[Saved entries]

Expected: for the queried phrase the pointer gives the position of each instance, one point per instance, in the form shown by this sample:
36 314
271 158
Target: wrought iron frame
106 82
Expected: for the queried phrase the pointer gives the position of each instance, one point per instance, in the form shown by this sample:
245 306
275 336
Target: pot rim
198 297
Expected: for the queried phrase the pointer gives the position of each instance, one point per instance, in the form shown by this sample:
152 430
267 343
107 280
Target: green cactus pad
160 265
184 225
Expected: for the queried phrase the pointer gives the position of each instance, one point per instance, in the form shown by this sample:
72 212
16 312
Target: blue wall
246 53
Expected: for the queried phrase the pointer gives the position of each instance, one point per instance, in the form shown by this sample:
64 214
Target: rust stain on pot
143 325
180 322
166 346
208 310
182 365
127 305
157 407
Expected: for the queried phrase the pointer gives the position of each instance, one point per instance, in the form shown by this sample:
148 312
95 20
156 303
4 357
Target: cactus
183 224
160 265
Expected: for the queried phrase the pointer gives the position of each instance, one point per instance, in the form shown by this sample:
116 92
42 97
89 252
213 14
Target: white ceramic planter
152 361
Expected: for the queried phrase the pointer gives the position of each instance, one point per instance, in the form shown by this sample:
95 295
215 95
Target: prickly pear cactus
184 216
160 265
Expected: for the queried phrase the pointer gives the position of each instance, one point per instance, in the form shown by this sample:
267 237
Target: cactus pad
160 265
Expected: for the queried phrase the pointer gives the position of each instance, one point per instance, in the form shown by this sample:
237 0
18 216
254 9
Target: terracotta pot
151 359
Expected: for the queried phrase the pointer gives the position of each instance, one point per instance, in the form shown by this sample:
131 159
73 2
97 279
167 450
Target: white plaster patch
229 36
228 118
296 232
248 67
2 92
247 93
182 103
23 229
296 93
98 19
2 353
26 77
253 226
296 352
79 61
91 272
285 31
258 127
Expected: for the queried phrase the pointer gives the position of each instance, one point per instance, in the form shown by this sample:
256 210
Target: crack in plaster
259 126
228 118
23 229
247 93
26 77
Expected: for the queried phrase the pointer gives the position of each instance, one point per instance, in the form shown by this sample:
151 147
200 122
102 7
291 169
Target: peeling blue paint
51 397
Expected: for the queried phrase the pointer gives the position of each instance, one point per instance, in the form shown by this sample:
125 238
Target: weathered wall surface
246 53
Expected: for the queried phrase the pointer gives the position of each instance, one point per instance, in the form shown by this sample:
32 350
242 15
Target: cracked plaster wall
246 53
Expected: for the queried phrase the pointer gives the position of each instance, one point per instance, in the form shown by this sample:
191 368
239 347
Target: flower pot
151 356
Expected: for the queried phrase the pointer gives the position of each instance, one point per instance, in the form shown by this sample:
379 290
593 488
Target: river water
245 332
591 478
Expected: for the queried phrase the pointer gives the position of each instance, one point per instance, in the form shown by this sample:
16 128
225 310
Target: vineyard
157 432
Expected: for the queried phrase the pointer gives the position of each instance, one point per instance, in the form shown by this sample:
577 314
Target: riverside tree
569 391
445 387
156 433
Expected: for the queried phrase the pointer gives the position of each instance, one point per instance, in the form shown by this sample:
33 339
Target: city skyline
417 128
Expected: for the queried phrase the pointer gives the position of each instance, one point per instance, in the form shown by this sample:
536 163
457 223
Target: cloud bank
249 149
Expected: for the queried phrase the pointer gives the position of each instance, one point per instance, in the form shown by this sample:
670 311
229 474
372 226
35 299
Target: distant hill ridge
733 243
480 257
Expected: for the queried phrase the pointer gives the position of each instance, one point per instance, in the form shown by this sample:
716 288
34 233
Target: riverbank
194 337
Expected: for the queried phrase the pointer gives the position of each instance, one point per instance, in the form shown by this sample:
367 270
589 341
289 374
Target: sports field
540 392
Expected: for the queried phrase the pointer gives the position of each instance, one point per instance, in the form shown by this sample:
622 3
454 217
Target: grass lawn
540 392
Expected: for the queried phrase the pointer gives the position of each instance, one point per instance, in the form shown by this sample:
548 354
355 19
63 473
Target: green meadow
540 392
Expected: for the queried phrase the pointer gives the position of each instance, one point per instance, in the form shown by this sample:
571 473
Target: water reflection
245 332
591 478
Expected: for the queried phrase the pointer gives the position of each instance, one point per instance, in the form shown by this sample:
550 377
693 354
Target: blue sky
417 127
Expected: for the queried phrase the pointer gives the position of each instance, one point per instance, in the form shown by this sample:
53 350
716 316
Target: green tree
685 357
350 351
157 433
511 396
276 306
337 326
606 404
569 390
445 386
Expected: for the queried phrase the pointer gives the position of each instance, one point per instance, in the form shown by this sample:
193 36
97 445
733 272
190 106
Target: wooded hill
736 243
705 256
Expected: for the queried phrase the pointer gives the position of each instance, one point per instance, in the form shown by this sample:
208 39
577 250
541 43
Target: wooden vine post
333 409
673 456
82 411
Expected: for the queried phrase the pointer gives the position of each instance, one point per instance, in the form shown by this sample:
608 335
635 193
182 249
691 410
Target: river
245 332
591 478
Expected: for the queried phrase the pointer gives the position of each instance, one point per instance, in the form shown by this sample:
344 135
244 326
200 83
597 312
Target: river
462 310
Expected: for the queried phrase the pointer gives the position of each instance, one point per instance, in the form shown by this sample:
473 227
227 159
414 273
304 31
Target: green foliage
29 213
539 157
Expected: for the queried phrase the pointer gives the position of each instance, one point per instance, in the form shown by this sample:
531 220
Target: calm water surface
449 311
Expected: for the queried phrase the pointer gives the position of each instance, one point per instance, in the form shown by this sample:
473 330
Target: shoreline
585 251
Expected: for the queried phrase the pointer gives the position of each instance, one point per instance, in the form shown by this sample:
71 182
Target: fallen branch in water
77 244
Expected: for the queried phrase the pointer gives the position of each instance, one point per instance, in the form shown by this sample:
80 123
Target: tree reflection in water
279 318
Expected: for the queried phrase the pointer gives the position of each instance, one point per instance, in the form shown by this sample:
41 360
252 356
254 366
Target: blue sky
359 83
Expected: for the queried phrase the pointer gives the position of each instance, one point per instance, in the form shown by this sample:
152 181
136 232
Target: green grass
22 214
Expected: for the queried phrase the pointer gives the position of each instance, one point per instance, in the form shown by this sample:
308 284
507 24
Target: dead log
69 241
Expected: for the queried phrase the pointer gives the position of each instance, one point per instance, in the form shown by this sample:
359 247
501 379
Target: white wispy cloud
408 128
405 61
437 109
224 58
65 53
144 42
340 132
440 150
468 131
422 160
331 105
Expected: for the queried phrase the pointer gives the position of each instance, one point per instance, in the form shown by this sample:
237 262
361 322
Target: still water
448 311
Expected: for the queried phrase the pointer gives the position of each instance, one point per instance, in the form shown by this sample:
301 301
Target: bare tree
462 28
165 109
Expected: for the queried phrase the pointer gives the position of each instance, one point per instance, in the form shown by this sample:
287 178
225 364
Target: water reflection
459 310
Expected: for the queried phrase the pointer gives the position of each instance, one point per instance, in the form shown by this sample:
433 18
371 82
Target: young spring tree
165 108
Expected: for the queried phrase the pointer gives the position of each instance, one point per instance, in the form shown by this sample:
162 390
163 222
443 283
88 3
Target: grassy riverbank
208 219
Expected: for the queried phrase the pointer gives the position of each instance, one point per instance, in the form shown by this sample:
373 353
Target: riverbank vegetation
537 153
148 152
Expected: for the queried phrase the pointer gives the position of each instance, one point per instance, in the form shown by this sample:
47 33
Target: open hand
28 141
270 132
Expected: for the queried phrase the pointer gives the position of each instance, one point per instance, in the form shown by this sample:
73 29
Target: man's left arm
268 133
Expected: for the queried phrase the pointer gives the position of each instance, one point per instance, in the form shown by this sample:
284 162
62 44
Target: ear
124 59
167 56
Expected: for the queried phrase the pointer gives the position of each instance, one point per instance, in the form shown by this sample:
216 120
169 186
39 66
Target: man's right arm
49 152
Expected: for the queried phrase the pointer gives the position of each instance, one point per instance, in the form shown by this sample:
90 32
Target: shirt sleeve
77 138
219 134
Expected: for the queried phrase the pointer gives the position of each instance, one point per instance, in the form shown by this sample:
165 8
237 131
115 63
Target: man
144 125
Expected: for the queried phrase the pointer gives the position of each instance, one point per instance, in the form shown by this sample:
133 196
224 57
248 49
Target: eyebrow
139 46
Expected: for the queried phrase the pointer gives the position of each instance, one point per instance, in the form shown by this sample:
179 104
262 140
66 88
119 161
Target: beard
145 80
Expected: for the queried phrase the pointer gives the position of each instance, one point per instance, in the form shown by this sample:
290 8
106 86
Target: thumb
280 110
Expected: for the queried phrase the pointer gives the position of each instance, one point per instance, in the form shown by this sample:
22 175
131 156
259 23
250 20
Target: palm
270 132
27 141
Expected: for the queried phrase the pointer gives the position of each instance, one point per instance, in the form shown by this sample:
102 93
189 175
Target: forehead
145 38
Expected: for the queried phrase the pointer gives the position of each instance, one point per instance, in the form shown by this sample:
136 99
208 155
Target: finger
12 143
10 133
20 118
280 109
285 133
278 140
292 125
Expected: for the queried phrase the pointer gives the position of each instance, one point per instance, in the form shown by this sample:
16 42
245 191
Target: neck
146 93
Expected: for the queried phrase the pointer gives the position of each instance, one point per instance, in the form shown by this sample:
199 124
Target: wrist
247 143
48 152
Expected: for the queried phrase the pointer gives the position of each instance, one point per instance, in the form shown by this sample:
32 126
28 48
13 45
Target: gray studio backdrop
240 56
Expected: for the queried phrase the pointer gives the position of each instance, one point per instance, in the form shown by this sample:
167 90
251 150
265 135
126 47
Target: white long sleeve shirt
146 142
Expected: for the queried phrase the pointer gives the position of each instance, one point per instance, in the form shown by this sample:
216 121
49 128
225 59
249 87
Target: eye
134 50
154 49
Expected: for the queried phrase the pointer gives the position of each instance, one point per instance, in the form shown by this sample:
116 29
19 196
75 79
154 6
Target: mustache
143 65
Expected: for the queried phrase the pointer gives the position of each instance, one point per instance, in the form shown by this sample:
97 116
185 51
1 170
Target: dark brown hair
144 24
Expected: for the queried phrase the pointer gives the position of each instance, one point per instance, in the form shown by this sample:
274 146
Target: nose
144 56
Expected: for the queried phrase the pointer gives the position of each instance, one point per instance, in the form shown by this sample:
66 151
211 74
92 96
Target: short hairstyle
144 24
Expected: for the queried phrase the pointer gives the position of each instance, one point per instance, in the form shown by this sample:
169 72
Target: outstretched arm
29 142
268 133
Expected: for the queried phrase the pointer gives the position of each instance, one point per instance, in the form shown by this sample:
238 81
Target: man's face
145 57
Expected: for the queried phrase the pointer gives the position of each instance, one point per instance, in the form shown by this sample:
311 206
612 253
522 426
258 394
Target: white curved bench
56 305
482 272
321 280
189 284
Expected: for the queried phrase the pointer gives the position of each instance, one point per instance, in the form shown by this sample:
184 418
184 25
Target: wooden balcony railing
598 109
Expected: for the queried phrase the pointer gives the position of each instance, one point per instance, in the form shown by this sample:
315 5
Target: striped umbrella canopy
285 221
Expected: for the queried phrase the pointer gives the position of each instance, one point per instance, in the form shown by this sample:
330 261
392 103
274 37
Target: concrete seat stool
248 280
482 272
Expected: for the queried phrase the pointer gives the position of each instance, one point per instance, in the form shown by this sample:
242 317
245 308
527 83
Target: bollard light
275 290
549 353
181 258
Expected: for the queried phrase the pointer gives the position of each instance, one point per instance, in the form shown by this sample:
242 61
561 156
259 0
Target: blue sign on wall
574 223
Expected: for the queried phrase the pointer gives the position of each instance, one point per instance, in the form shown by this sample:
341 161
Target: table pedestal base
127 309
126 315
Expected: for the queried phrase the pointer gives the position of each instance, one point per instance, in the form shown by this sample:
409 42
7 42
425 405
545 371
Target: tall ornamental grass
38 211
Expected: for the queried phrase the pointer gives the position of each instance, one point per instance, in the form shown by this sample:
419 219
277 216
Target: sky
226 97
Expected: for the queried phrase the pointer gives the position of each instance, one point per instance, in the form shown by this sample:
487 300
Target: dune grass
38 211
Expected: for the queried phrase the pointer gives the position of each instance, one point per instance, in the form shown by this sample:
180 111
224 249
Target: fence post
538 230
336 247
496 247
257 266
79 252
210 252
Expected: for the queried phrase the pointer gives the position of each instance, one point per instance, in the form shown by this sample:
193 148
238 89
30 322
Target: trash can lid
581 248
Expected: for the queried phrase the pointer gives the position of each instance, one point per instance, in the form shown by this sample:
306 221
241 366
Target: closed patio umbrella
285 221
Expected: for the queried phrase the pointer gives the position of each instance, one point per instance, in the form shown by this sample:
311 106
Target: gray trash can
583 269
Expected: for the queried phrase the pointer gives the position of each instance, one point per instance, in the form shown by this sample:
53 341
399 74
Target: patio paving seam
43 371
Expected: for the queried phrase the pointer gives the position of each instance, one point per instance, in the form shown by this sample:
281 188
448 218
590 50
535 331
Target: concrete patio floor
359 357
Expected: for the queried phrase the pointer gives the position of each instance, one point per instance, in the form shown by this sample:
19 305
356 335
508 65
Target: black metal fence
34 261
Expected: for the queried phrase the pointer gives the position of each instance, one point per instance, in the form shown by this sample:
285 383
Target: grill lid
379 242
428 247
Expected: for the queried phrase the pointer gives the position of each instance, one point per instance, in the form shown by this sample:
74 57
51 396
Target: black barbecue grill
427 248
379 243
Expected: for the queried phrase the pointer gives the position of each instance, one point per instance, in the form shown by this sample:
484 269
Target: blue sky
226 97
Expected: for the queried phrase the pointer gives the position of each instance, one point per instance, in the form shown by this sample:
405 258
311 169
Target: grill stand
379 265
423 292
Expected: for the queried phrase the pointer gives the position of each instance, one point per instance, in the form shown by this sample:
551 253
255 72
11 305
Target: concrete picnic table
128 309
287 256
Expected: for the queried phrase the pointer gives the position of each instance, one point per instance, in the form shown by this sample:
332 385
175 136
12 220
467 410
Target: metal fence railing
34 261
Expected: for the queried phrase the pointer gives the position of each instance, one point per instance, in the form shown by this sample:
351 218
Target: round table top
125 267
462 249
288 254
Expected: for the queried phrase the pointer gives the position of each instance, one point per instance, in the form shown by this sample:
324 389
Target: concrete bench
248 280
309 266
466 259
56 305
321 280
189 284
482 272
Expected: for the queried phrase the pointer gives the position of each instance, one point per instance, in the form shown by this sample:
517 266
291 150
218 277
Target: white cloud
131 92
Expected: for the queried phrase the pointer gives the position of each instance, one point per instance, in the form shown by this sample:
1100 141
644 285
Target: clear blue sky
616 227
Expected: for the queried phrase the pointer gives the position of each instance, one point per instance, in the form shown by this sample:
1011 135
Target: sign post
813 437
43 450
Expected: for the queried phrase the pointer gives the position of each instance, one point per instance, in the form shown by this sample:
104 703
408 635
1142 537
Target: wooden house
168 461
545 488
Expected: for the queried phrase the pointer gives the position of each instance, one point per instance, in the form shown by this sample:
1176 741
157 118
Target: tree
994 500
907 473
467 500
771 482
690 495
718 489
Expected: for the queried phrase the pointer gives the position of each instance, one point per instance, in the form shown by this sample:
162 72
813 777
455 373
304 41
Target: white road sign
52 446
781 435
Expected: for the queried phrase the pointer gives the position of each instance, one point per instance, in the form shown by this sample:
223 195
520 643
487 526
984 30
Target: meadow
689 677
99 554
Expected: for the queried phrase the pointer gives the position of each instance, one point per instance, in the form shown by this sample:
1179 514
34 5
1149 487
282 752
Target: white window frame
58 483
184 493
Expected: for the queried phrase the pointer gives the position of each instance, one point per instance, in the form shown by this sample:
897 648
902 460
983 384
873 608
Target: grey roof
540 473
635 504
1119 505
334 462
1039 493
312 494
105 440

[Task details] Return each line of the items above that contains the string "sign". Case counts.

[Response below]
Target: blue sign on wall
Target: sign post
Target: white road sign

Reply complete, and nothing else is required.